Task requirements:
Answer these questions about the Utah v. Strieff commentary below:
1. On what date was the Supreme Court's majority opinion issued?
2. Who detained Edward Strieff, and what was his position?
3. What did the illegal stop and demand for identification allow him to discover?

Given text:
Utah v. Strieff: SCOTUS Fuels a Dangerous Fire

United States Supreme Court building.
United States Supreme Court building. (Photo credit: Wikipedia)

The US Supreme Court’s majority opinion in Utah v. Strieff, issued on June 20, is the latest in a long line of rulings expanding the powers of police at the expense of everyone else. Such expansions represent a clear and present danger to the public … and when resistance to the abuses they encourage explodes into open violence, as it surely will sooner or later, to police themselves.

Edward Strieff was detained in what the state of Utah’s attorneys openly admit was an illegal stop — a stop completely absent probable cause to believe that he had committed a crime — by Salt Lake City detective Douglas Fackrell. But the illegal stop and an illegal demand for identification enabled Fackrell to discover an outstanding traffic warrant. That discovery, the court holds, was an “attenuating” event which made Fackrell’s subsequent search of Strieff (and use of the drugs discovered on Strieff’s person in that search as evidence against him) perfectly legal.

Dataset records:
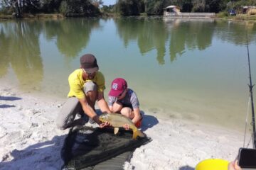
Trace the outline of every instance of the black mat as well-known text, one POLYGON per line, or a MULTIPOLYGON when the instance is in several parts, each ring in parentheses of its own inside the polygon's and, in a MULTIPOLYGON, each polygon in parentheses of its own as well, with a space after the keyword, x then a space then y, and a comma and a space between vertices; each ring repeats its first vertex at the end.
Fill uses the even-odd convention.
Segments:
POLYGON ((133 151, 151 141, 121 129, 117 135, 113 128, 82 127, 70 130, 61 151, 63 169, 122 169, 133 151))

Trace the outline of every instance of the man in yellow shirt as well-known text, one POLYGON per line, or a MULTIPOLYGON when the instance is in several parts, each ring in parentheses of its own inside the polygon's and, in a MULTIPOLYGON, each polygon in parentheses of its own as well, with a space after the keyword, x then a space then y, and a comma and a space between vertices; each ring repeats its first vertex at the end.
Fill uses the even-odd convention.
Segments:
POLYGON ((97 101, 102 113, 110 113, 104 98, 104 75, 98 69, 97 60, 93 55, 86 54, 80 57, 80 68, 75 70, 68 77, 70 88, 68 94, 68 99, 58 115, 58 128, 65 130, 80 125, 82 119, 75 120, 78 113, 82 117, 88 116, 100 127, 106 125, 99 120, 95 109, 95 104, 97 101))

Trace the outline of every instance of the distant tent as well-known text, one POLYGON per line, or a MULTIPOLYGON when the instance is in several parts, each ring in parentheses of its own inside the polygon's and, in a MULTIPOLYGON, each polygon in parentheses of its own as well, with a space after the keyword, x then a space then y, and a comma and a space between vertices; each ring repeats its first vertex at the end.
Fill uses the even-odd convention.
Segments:
POLYGON ((116 135, 113 128, 70 130, 61 151, 63 169, 122 169, 134 149, 151 139, 132 140, 132 132, 119 131, 116 135))

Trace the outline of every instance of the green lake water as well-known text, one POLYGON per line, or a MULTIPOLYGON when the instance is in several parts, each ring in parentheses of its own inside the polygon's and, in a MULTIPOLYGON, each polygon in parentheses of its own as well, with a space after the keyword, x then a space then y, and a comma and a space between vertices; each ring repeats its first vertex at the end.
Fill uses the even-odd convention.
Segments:
POLYGON ((92 53, 105 76, 105 98, 111 81, 123 77, 145 114, 242 130, 249 96, 245 33, 256 83, 254 23, 161 17, 1 21, 0 82, 65 98, 69 74, 79 68, 82 55, 92 53))

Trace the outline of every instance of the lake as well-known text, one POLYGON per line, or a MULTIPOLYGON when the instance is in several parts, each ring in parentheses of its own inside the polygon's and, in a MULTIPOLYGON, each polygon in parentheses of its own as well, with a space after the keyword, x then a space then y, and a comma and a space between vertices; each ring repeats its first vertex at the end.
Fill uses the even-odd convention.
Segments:
POLYGON ((256 83, 252 22, 161 17, 1 21, 0 82, 65 98, 69 74, 79 68, 80 56, 92 53, 105 76, 105 98, 111 81, 123 77, 145 114, 243 130, 249 99, 246 33, 256 83))

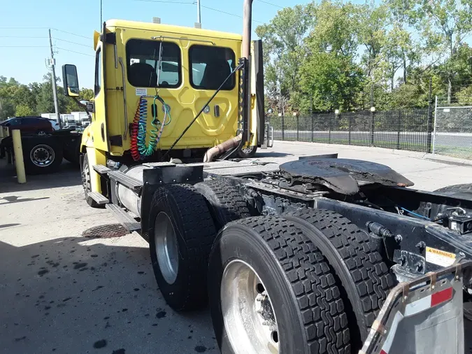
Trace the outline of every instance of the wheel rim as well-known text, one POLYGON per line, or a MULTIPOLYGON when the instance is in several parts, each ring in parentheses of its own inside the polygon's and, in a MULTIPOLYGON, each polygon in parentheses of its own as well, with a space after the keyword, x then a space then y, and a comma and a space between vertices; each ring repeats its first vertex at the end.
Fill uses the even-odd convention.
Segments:
POLYGON ((255 271, 241 260, 231 262, 221 283, 226 332, 236 354, 279 353, 279 332, 272 303, 255 271))
POLYGON ((169 284, 173 284, 178 271, 178 245, 172 222, 164 211, 157 214, 154 230, 159 267, 164 280, 169 284))
POLYGON ((54 150, 48 145, 37 145, 31 149, 29 158, 31 162, 39 167, 47 167, 54 162, 54 150))

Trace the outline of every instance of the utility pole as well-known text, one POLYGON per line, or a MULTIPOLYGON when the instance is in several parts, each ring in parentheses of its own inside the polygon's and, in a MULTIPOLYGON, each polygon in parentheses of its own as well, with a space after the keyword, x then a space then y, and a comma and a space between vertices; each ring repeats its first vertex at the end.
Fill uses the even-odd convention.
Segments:
POLYGON ((52 94, 54 96, 54 108, 56 111, 56 118, 59 128, 62 128, 61 122, 61 113, 59 111, 59 101, 57 99, 57 85, 56 84, 56 63, 54 60, 54 51, 52 50, 52 38, 51 38, 51 29, 49 29, 49 45, 51 48, 51 81, 52 84, 52 94))
POLYGON ((201 24, 201 12, 200 9, 200 0, 196 0, 196 22, 201 24))

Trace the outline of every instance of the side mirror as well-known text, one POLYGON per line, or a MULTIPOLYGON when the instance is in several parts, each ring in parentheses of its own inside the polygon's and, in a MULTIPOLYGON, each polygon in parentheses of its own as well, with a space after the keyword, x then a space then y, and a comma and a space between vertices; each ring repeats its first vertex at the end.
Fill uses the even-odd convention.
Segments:
POLYGON ((78 86, 77 68, 75 65, 66 64, 62 66, 62 82, 64 92, 69 97, 78 97, 80 91, 78 86))

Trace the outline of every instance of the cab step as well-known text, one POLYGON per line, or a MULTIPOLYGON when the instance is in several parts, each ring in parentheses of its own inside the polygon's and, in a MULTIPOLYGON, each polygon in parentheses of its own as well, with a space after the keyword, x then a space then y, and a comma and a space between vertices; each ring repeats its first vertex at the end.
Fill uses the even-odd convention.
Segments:
POLYGON ((94 169, 100 174, 106 174, 111 171, 110 169, 108 169, 106 166, 103 166, 103 164, 94 164, 94 169))
POLYGON ((108 203, 110 203, 110 201, 106 197, 104 197, 98 192, 89 192, 88 195, 90 198, 94 199, 99 205, 108 204, 108 203))
POLYGON ((108 174, 110 178, 131 190, 138 190, 143 187, 143 182, 134 177, 127 176, 120 171, 110 171, 108 174))
POLYGON ((105 207, 113 213, 115 218, 129 232, 141 229, 141 223, 117 205, 108 204, 105 207))

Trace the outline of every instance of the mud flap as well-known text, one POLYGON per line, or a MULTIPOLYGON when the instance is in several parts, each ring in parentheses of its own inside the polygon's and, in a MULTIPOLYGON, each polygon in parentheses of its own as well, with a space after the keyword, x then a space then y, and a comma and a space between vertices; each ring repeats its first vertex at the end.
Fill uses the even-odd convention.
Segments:
POLYGON ((471 267, 467 262, 399 284, 359 353, 463 354, 463 284, 471 267))

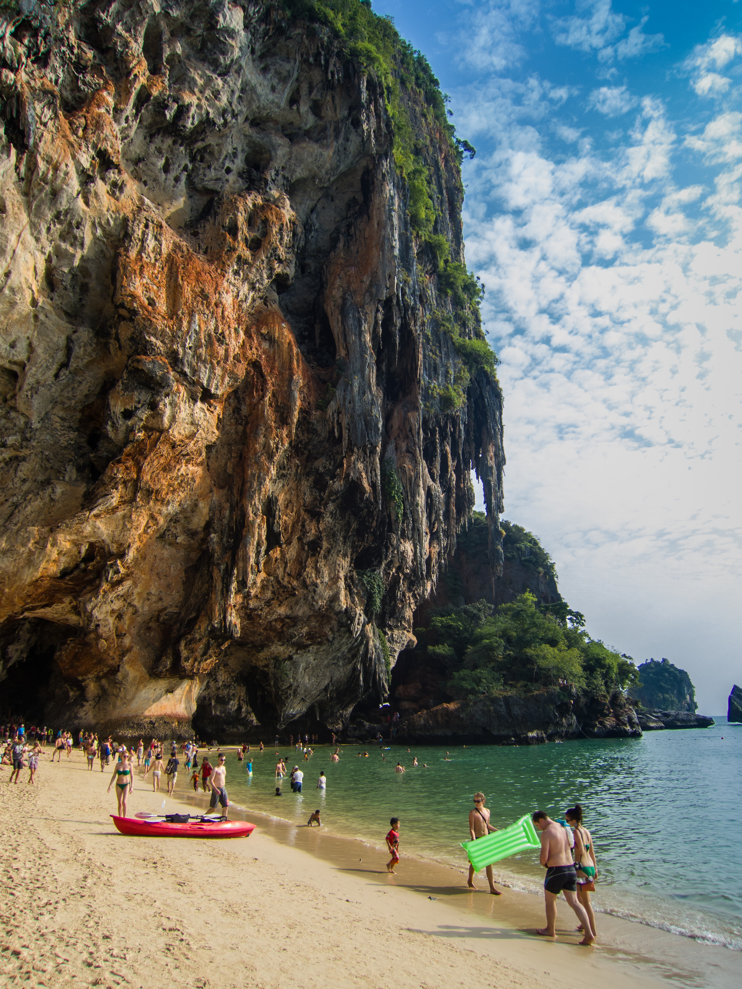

Expected answer:
1. June 20.
2. Douglas Fackrell, a Salt Lake City detective.
3. An outstanding traffic warrant.